CHALLENGE A:
Answer these questions using the notebook listing below, one answer per line marked like its question:
(i) Which version of stable-baselines does the listing install?
(ii) At what path is Google Drive mounted?
(iii) Which environment is passed to gym.make?
CHALLENGE B: Replace "Assault-v0" with "Breakout-v0" in the notebook listing below, and write out the listing from "# Video stuff" to "env = gym.make('Assault-v0')" with that change.
CHALLENGE C: Extend the notebook listing below with further code that follows on from its last line.

SELECTED EXCERPT:
## Import libraries

### Install dependencies

In [0]:
!pip install pyvirtualdisplay
!pip install stable-baselines[mpi]==2.9.0

### Mount Google Drive

In [0]:
import os
from google.colab import drive
drive.mount('/content/drive')

### Stable baselines and other libraries


In [0]:
%tensorflow_version 1.x

import gym
import numpy as np
from stable_baselines.deepq.policies import CnnPolicy,LnCnnPolicy
from stable_baselines.common.vec_env import VecVideoRecorder,SubprocVecEnv,DummyVecEnv
from stable_baselines import DQN

import base64
import IPython
import PIL.Image
import pyvirtualdisplay

# Video stuff 
from pathlib import Path
from IPython import display as ipythondisplay

import matplotlib.pyplot as plt

## Environment

In [0]:
env = gym.make('Assault-v0')

SUPPLIED RECORDS:
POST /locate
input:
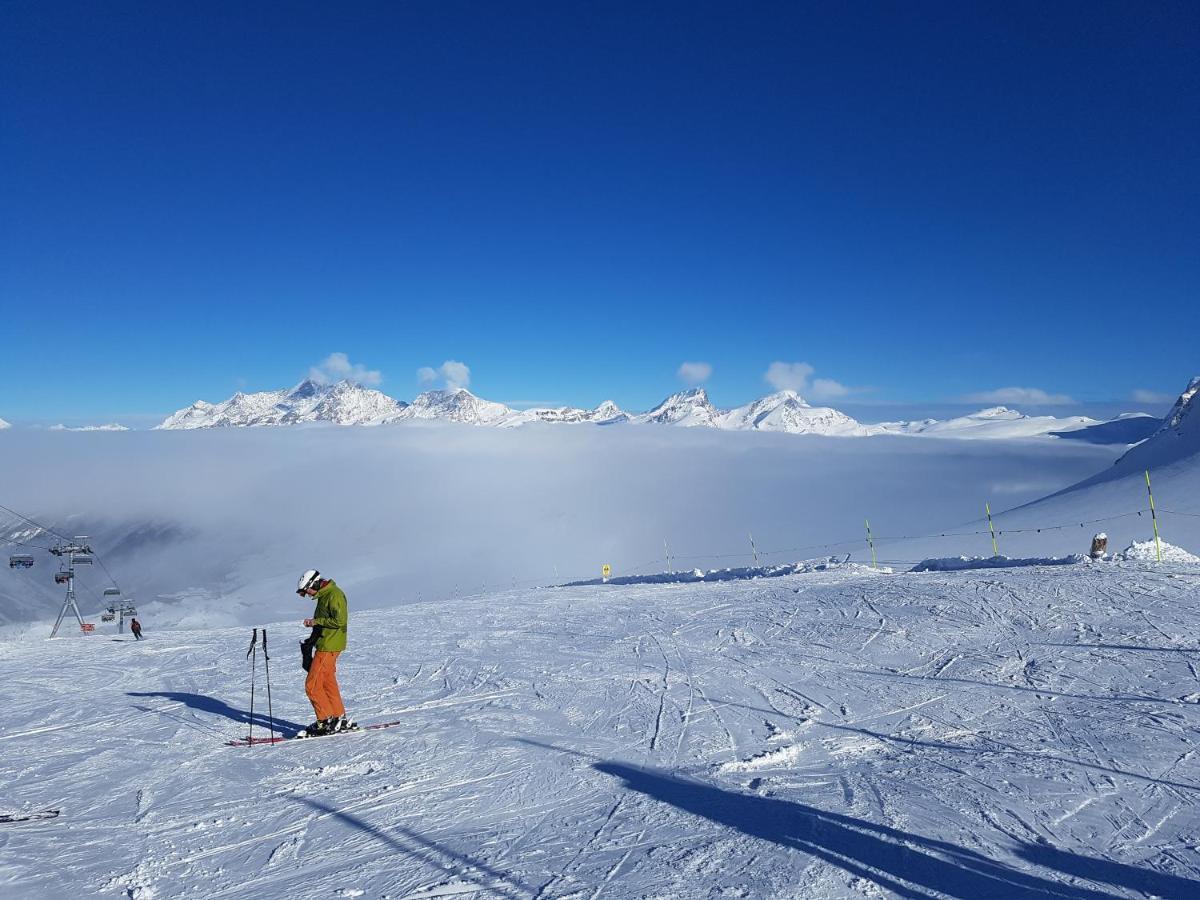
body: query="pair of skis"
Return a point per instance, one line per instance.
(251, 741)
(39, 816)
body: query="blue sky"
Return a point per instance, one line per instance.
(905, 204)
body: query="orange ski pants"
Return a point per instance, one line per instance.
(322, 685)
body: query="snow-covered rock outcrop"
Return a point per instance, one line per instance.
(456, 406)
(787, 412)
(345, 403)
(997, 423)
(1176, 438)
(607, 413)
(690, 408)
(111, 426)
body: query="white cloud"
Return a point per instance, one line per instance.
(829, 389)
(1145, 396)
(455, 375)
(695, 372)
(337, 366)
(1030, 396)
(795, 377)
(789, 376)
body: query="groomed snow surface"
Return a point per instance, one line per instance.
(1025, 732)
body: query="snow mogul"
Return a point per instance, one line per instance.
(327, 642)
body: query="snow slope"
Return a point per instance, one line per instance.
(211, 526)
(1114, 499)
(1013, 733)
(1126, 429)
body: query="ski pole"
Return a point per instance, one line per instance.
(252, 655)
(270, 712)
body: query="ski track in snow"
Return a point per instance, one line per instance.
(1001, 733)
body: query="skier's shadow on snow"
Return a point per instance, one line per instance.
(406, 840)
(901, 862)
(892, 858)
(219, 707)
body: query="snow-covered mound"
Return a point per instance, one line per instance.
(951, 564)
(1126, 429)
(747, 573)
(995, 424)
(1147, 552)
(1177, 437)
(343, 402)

EXPECTED OUTPUT A:
(i) Version 2.9.0, with the mpi extra.
(ii) '/content/drive'
(iii) 'Assault-v0'

EXPECTED OUTPUT B:
# Video stuff 
from pathlib import Path
from IPython import display as ipythondisplay

import matplotlib.pyplot as plt

## Environment

In [0]:
env = gym.make('Breakout-v0')

EXPECTED OUTPUT C:
env= DummyVecEnv([lambda : env])

### First Example

In [0]:
model = DQN(CnnPolicy, env,  learning_rate=2.5e-4, 
            exploration_final_eps=0.05,tensorboard_log="/content/drive/My Drive/Tensorboard")

### Second Example

In [0]:
model = DQN(CnnPolicy, env, gamma=0.89,learning_rate=2.5e-4, tensorboard_log="/content/drive/My Drive/Tensorboard")

### Third Example

In [0]:
model = DQN(LnCnnPolicy,env,learning_rate=5e-4,buffer_size=100000, 
            exploration_final_eps=0.01, train_freq=4, learning_starts=100,target_network_update_freq=1000,
            gamma=0.98, prioritized_replay=True, prioritized_replay_alpha=0.6,
            tensorboard_log="/content/drive/My Drive/Tensorboard")

### Fourth Example

In [0]:
model = DQN(LnCnnPolicy, env,learning_rate=2.5e-4,buffer_size=100000, 
            exploration_final_eps=0.01, train_freq=4, learning_starts=100,target_network_update_freq=1000,
            gamma=0.99, prioritized_replay=True, prioritized_replay_alpha=0.6,
            tensorboard_log="/content/drive/My Drive/Tensorboard")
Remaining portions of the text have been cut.